• EXERCISE PROMPT: Add 21 to every coordinate in the answers and rewrite all the lines of the listing, requests included, from the line containing "# test: pointer returns one pin per instance of the brown" through the end of the listing, inclusive. Leave the pictures out of your answer.

Excerpt from a dataset
## START
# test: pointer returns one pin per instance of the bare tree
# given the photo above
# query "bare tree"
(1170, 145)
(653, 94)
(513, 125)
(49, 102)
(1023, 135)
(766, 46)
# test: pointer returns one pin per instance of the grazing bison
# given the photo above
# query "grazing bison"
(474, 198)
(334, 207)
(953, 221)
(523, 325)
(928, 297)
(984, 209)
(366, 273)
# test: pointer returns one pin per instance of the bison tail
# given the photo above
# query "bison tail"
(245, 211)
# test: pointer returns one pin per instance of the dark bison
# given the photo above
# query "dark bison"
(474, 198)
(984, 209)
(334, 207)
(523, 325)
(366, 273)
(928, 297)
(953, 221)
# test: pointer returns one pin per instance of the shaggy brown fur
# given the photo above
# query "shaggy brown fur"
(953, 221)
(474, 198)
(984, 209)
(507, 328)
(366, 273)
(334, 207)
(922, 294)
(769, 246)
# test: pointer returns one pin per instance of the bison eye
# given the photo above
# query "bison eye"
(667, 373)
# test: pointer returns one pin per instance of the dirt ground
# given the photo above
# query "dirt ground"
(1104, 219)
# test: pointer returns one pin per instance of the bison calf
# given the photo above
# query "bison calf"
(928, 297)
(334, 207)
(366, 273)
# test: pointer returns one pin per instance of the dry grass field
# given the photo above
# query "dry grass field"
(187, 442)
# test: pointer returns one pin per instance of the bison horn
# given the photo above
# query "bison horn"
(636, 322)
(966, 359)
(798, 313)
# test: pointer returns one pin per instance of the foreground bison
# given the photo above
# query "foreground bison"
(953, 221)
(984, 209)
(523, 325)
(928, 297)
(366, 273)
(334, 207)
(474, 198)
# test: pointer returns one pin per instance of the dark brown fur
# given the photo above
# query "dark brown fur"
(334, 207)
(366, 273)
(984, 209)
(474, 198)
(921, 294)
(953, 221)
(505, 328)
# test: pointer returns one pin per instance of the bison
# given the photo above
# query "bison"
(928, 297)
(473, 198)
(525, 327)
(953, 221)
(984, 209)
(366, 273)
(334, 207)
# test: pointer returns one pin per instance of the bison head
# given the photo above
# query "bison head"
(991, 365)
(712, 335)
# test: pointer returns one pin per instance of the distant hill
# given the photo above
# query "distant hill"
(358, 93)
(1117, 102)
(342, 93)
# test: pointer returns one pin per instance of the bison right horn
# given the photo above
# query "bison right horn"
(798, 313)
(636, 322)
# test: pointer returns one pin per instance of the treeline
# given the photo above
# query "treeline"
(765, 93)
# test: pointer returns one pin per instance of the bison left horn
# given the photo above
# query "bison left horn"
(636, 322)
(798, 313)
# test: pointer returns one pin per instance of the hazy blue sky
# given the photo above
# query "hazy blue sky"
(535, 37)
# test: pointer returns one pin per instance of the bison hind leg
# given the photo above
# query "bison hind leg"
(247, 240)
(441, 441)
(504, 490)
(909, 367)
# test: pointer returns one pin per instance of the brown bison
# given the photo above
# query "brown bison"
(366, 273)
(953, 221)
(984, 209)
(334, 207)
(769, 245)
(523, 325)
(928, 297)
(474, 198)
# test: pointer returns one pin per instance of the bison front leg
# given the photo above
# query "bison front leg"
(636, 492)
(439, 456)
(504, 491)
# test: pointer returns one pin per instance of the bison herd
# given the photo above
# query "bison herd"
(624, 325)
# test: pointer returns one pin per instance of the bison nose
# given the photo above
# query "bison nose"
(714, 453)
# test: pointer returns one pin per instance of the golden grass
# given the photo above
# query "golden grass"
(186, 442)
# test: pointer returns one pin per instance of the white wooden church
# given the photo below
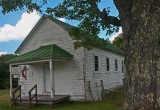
## END
• FULL OUTPUT:
# test: pointer returns one pin per instance of the brown bison
# given the photo above
# query "brown bison"
(387, 294)
(974, 242)
(1005, 230)
(355, 228)
(790, 266)
(544, 346)
(949, 318)
(495, 219)
# test: pointer returns one pin per instance of the bison front leg
# given the photo above
# query "bison front leg"
(657, 513)
(460, 477)
(525, 512)
# test: pointer returns one pin per instance of the bison herd
# given the photo above
# query "bison herd"
(645, 346)
# test: pointer returns one pin per instance of the bison nose
# given the photo above
# query "bison nose"
(735, 474)
# test: pointer returns one pin per instance of the golden grass
# given the photo above
# query "golden grass"
(207, 463)
# test: pointer returns one pin per instance of the white wooden church
# given the photo below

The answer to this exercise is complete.